-- Opening Marker --

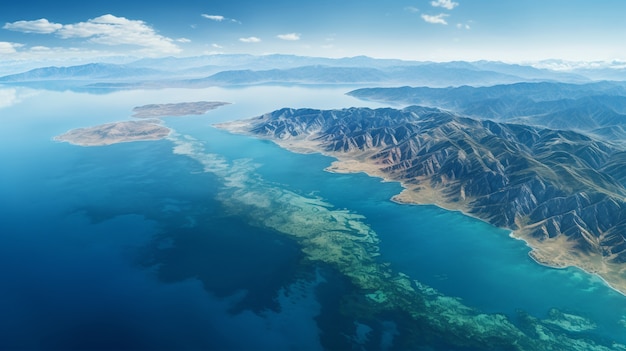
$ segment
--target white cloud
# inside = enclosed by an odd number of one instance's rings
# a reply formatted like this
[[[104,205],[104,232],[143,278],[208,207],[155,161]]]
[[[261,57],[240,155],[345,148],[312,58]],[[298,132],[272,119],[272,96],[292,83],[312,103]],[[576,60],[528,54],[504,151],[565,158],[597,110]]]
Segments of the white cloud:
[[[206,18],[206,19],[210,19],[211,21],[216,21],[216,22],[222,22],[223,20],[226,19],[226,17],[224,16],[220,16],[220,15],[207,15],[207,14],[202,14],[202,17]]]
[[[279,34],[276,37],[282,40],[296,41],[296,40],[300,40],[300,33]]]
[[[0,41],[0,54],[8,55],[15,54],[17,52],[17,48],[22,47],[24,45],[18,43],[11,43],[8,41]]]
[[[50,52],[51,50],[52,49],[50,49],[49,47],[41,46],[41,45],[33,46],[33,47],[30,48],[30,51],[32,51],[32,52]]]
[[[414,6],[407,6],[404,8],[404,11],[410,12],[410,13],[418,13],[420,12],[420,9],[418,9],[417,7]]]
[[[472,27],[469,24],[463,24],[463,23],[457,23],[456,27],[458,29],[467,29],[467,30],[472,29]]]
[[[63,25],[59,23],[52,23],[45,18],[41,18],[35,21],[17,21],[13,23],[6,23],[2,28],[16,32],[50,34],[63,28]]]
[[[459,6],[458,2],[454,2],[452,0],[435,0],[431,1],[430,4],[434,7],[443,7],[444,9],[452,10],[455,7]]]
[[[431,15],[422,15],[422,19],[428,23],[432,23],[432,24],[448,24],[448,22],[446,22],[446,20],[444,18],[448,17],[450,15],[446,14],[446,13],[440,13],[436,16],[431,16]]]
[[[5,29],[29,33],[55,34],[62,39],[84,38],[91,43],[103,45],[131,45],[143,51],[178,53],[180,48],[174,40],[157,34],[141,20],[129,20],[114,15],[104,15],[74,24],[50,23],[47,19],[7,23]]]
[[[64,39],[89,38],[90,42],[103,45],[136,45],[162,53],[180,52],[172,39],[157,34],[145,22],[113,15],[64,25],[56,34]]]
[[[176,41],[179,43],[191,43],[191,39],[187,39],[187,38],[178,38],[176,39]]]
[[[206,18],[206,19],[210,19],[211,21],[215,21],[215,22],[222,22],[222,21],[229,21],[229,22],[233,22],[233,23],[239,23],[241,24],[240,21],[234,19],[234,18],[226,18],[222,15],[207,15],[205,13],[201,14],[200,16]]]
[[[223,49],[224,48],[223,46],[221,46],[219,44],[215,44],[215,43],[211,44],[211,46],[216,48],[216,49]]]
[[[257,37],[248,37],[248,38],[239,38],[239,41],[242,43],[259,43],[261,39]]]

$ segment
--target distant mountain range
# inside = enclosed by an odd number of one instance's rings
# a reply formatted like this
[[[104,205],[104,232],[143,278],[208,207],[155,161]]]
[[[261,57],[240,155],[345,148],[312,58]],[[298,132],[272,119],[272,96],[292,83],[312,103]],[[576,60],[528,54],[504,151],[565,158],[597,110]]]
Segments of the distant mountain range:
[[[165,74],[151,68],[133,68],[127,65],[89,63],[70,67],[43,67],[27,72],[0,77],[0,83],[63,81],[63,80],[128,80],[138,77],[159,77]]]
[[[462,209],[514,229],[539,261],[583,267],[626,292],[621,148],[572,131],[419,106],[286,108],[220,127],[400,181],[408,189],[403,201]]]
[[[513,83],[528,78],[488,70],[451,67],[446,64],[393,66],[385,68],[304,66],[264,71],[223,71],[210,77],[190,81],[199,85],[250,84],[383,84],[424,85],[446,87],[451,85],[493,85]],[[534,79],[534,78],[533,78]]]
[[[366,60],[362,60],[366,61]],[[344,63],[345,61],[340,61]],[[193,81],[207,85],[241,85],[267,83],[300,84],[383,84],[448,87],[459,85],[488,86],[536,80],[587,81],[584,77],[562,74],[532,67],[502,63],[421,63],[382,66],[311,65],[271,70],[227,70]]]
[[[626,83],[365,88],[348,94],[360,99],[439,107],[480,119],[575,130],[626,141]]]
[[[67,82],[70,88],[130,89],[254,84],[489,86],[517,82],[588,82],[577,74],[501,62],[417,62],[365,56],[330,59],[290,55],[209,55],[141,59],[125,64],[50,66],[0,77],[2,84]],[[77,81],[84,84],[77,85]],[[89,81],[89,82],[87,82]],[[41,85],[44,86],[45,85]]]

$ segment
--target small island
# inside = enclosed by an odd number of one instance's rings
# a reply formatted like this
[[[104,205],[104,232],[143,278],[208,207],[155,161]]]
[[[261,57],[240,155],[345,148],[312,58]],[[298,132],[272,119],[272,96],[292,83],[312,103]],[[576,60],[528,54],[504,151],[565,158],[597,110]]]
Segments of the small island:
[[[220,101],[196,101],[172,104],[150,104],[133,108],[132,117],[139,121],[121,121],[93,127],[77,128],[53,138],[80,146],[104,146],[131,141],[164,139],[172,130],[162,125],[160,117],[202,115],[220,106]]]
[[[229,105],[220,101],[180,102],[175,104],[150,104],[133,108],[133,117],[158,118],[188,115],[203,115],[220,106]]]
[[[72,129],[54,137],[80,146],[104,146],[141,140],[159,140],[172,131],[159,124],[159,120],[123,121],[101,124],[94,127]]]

-- Closing Marker --

- _About this task_:
The listing above is to be retyped exactly, with all pictures left out.

- _Output below_:
$ segment
--target white cloud
# inside = enclosed by an odd number of one instance's rings
# a reply formatted like this
[[[104,205],[104,232],[143,278],[208,207],[155,161]]]
[[[261,57],[240,155],[345,148],[312,58]],[[298,132],[272,119],[272,96],[292,83],[312,103]],[[576,60],[528,54],[504,151],[565,158],[597,110]]]
Segments of the white cloud:
[[[206,18],[206,19],[210,19],[211,21],[216,21],[216,22],[222,22],[223,20],[226,19],[226,17],[224,16],[220,16],[220,15],[207,15],[207,14],[202,14],[202,17]]]
[[[279,34],[276,37],[282,40],[296,41],[296,40],[300,40],[300,33]]]
[[[0,41],[0,54],[8,55],[15,54],[17,52],[17,48],[22,47],[24,45],[18,43],[11,43],[8,41]]]
[[[50,52],[51,50],[52,49],[50,49],[49,47],[41,46],[41,45],[33,46],[33,47],[30,48],[30,51],[32,51],[32,52]]]
[[[414,6],[407,6],[404,8],[404,11],[410,12],[410,13],[418,13],[420,12],[420,9],[418,9],[417,7]]]
[[[472,27],[469,24],[463,24],[463,23],[457,23],[456,27],[458,29],[467,29],[467,30],[472,29]]]
[[[63,25],[59,23],[52,23],[45,18],[41,18],[35,21],[17,21],[13,23],[6,23],[2,28],[16,32],[50,34],[63,28]]]
[[[459,6],[458,2],[454,2],[452,0],[435,0],[431,1],[430,4],[434,7],[443,7],[444,9],[452,10],[455,7]]]
[[[431,15],[422,15],[422,19],[428,23],[432,23],[432,24],[448,24],[448,22],[446,22],[446,20],[444,18],[448,17],[450,15],[446,14],[446,13],[440,13],[436,16],[431,16]]]
[[[5,29],[29,33],[55,34],[62,39],[84,38],[91,43],[103,45],[131,45],[143,51],[178,53],[180,48],[174,40],[157,34],[141,20],[129,20],[114,15],[104,15],[74,24],[50,23],[47,19],[7,23]]]
[[[64,39],[89,38],[90,42],[103,45],[136,45],[162,53],[180,52],[172,39],[157,34],[145,22],[113,15],[64,25],[56,34]]]
[[[176,41],[179,43],[191,43],[191,39],[187,39],[187,38],[178,38],[176,39]]]
[[[206,18],[206,19],[210,19],[211,21],[215,21],[215,22],[222,22],[222,21],[229,21],[229,22],[233,22],[233,23],[239,23],[241,24],[240,21],[234,19],[234,18],[226,18],[222,15],[207,15],[205,13],[201,14],[200,16]]]
[[[223,49],[224,48],[223,46],[221,46],[219,44],[215,44],[215,43],[211,44],[211,46],[216,48],[216,49]]]
[[[257,37],[248,37],[248,38],[239,38],[239,41],[242,43],[259,43],[261,39]]]

$ segment
--target distant mountain range
# inside = enclosed by an odd number of one instance's rings
# a reply formatted like this
[[[104,205],[104,232],[143,278],[208,207],[155,161]]]
[[[261,57],[240,155],[345,148],[312,58]],[[298,132],[272,119],[272,96],[292,83],[312,103]],[[576,60],[528,54],[504,151],[565,158],[597,110]]]
Segments of the distant mountain range:
[[[165,74],[151,68],[133,68],[127,65],[89,63],[70,67],[43,67],[27,72],[0,77],[0,83],[63,81],[63,80],[128,80],[138,77],[159,77]]]
[[[462,209],[514,229],[539,261],[583,267],[626,292],[621,148],[572,131],[419,106],[286,108],[220,127],[400,181],[408,189],[403,201]]]
[[[513,83],[528,78],[488,70],[451,67],[446,64],[393,66],[385,68],[304,66],[264,71],[223,71],[210,77],[190,81],[199,85],[250,84],[383,84],[424,85],[446,87],[451,85],[493,85]],[[534,79],[534,78],[533,78]]]
[[[366,60],[362,60],[366,61]],[[344,63],[345,61],[340,61]],[[193,81],[207,85],[241,85],[267,83],[300,84],[383,84],[448,87],[459,85],[488,86],[536,80],[587,81],[584,77],[562,74],[532,67],[502,63],[421,63],[382,66],[311,65],[271,70],[227,70]]]
[[[626,83],[365,88],[348,94],[360,99],[439,107],[480,119],[575,130],[626,141]]]
[[[67,82],[70,88],[130,89],[254,84],[489,86],[517,82],[588,82],[577,74],[501,62],[417,62],[365,56],[330,59],[290,55],[209,55],[141,59],[125,64],[50,66],[0,77],[2,84]],[[77,81],[84,84],[77,85]],[[89,81],[89,82],[87,82]],[[41,85],[44,86],[45,85]]]

$ segment
--target small island
# inside = enclosed by an odd number of one instance's rings
# a reply formatted like this
[[[104,205],[104,232],[143,278],[208,207],[155,161]]]
[[[261,57],[240,155],[345,148],[312,58]],[[298,132],[272,119],[272,96],[292,83],[312,103]],[[576,60],[528,54],[504,151],[565,158],[597,110]]]
Segments of the small island:
[[[220,101],[196,101],[172,104],[150,104],[133,108],[132,117],[139,121],[121,121],[93,127],[77,128],[53,138],[80,146],[104,146],[131,141],[164,139],[172,130],[162,125],[160,117],[202,115],[220,106]]]
[[[229,105],[220,101],[180,102],[175,104],[150,104],[133,108],[133,117],[158,118],[188,115],[203,115],[220,106]]]
[[[72,129],[54,137],[80,146],[104,146],[141,140],[159,140],[172,131],[159,124],[159,120],[123,121],[101,124],[94,127]]]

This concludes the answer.